#### Exercise brief
Beginning at the line that contains "Annotate the man's sunglasses" and ending at the last line of the entries, write out each line exactly; include nothing outside that span.

** START **

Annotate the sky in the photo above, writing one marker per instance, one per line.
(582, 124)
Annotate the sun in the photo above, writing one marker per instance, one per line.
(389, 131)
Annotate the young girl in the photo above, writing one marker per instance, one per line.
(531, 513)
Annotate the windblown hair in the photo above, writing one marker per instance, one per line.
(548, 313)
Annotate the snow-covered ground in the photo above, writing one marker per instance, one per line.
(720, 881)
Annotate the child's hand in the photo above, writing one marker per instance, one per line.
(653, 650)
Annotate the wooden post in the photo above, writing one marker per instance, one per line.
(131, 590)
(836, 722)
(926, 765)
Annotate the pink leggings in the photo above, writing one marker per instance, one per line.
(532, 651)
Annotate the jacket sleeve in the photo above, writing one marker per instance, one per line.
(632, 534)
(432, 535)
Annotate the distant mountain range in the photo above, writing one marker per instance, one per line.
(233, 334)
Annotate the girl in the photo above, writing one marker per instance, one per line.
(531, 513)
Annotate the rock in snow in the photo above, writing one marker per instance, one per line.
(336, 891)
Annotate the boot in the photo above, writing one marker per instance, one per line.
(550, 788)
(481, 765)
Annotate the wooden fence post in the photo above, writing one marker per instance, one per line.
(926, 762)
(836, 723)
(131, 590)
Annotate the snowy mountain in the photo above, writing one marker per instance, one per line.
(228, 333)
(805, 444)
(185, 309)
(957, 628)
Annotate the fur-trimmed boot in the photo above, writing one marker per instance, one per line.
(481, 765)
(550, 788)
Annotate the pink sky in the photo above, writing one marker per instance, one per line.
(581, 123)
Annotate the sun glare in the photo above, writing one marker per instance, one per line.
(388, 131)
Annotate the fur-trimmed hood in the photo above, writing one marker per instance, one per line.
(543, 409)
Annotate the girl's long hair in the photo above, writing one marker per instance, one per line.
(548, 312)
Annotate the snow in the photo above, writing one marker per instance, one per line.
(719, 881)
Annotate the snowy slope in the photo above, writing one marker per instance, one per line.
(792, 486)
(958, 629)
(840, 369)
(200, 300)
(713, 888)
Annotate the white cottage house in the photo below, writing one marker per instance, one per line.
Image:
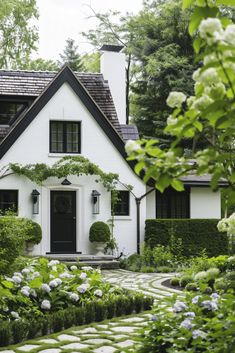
(44, 116)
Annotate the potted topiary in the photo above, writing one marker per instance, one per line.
(33, 235)
(99, 234)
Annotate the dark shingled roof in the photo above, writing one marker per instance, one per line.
(33, 83)
(129, 132)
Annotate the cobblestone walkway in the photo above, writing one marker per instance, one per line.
(119, 335)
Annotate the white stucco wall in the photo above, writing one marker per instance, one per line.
(33, 147)
(204, 203)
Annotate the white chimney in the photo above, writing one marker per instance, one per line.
(112, 66)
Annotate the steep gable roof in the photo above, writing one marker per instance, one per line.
(33, 83)
(64, 76)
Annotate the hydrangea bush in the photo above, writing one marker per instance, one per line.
(198, 323)
(45, 286)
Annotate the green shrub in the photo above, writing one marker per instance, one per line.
(191, 287)
(12, 241)
(184, 280)
(19, 330)
(33, 233)
(99, 232)
(175, 281)
(5, 333)
(196, 235)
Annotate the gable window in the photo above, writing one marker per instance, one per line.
(9, 110)
(172, 204)
(65, 137)
(122, 206)
(8, 201)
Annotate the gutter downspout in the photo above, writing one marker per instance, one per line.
(138, 202)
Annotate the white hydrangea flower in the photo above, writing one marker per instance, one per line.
(73, 268)
(46, 305)
(66, 275)
(15, 315)
(187, 324)
(229, 35)
(198, 333)
(179, 306)
(25, 292)
(202, 103)
(131, 146)
(209, 305)
(74, 296)
(215, 296)
(87, 268)
(45, 288)
(175, 99)
(53, 263)
(196, 299)
(211, 30)
(190, 314)
(16, 279)
(98, 293)
(25, 271)
(83, 275)
(83, 288)
(171, 120)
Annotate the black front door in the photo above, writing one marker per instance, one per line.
(63, 221)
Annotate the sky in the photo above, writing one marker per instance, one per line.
(62, 19)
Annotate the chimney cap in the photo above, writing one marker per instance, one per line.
(110, 47)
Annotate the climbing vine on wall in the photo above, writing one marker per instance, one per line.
(69, 165)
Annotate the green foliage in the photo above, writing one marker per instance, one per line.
(208, 114)
(13, 231)
(184, 280)
(196, 235)
(206, 323)
(99, 232)
(71, 57)
(17, 34)
(68, 165)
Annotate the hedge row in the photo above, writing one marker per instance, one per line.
(19, 330)
(196, 235)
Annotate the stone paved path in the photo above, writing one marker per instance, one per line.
(119, 335)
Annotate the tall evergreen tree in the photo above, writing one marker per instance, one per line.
(71, 57)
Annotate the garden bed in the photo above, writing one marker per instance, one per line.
(46, 297)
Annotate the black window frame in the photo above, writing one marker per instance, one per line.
(122, 206)
(64, 131)
(172, 204)
(15, 209)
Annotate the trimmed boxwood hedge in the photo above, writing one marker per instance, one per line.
(196, 235)
(94, 311)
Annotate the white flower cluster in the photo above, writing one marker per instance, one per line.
(179, 306)
(55, 283)
(46, 305)
(176, 99)
(98, 293)
(83, 288)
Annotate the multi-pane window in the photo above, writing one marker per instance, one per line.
(8, 201)
(122, 206)
(65, 137)
(172, 204)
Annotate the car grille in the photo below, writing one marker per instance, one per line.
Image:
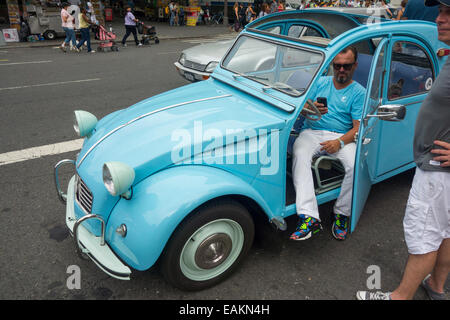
(83, 195)
(194, 65)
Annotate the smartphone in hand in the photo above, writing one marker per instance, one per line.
(323, 101)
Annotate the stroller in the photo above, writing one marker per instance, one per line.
(106, 39)
(148, 33)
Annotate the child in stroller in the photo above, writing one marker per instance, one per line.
(148, 33)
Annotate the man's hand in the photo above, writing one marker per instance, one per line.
(320, 106)
(331, 146)
(444, 154)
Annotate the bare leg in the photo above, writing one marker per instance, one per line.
(442, 268)
(417, 268)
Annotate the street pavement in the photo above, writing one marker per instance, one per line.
(37, 103)
(163, 31)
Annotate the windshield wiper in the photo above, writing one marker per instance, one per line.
(283, 87)
(237, 75)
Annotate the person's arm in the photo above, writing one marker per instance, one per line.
(86, 19)
(443, 154)
(333, 146)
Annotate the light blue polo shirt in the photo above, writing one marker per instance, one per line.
(344, 105)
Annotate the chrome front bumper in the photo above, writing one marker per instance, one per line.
(86, 243)
(191, 74)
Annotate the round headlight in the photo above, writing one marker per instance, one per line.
(118, 178)
(182, 59)
(211, 66)
(84, 122)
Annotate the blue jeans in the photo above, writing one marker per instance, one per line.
(85, 37)
(70, 35)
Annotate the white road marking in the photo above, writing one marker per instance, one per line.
(38, 152)
(25, 62)
(49, 84)
(220, 37)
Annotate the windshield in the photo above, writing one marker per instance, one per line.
(277, 66)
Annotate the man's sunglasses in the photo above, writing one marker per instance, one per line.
(347, 66)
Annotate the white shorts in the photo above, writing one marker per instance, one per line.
(427, 217)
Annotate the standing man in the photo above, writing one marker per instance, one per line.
(333, 134)
(130, 27)
(85, 22)
(67, 22)
(427, 217)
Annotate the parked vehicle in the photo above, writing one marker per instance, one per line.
(198, 62)
(181, 177)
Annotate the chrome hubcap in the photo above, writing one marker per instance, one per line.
(213, 251)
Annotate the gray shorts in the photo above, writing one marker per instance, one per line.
(427, 217)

** END **

#### Written response
Annotate the man's sunglasses in the photo above, writing one marker per instance, one per line.
(347, 66)
Annotate the white shorts in the photo above, writing one marker per instance, one per line.
(427, 217)
Annotate the standing man in the photo above, writing one marker per instance, one per line.
(333, 134)
(130, 27)
(85, 22)
(67, 22)
(427, 217)
Annotate the parked vehicle in the photo above, writing one marker per instance, one per line.
(198, 62)
(181, 177)
Annotate the chrome hubcap in the photo above, writing one marker per instance, one per line.
(213, 251)
Annotate the gray shorts in the photo above, writing one marker per instance, one per line.
(427, 217)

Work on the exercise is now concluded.